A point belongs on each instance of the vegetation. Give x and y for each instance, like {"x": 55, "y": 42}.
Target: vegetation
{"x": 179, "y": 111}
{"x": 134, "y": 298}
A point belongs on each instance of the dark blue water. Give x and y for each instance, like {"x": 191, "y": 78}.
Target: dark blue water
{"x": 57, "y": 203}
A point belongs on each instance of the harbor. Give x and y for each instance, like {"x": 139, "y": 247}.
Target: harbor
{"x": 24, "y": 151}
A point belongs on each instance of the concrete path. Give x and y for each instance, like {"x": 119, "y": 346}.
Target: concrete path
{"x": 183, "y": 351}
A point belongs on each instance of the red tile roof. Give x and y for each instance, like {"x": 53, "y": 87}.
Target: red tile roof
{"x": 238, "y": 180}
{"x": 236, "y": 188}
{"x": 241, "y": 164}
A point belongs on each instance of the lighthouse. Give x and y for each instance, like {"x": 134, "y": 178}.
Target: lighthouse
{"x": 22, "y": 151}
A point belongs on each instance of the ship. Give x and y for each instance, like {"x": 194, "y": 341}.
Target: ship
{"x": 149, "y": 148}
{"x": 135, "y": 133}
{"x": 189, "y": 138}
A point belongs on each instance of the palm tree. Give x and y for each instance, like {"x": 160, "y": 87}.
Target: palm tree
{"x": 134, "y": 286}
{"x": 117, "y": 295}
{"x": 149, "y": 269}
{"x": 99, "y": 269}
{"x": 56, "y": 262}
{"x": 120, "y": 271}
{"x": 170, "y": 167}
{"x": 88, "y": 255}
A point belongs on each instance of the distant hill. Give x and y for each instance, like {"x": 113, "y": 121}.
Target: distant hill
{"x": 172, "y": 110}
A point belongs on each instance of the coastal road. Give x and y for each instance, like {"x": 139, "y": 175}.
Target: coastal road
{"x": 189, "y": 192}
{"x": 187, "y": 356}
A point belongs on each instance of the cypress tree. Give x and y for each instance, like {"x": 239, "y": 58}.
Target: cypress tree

● ● ●

* _Aim of the exercise_: Among the lines above, count those containing the string "cypress"; please give the count alone.

* _Exercise output_: 2